▶ _WHAT THE EXERCISE ASKS_
Output the material below in its entirety, exactly as given.

▶ _EXTRACTED ENTRIES_

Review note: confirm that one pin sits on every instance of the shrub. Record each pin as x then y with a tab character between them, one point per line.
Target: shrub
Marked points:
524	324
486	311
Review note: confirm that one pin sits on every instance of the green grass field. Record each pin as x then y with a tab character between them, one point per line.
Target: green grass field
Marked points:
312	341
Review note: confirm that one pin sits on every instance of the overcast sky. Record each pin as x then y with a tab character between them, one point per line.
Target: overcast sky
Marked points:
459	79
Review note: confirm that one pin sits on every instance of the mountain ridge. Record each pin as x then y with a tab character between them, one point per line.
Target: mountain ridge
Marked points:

▶ _RESPONSE FOR THIS EXERCISE_
Review note: confirm that one pin sits on every instance of the shrub. Record each pin as x then y with a tab character between them, one point per line.
Target: shrub
Marked points:
524	324
486	311
Review note: confirm that one pin sits on every instance of the green grass field. Record each pin as x then y with a tab character between them, one point per line.
Target: green grass field
Marked points:
312	341
Review note: confirm that one pin sits on every instance of the overcast sky. Record each pin as x then y with a tab character between them, one point per line.
Target: overcast sky
Marked points:
459	79
Review note: confirm that one pin sits on every instance of the mountain ridge. Record each pin as x then y with a tab character between them, one point per line.
Target: mountain ridge
Marked points:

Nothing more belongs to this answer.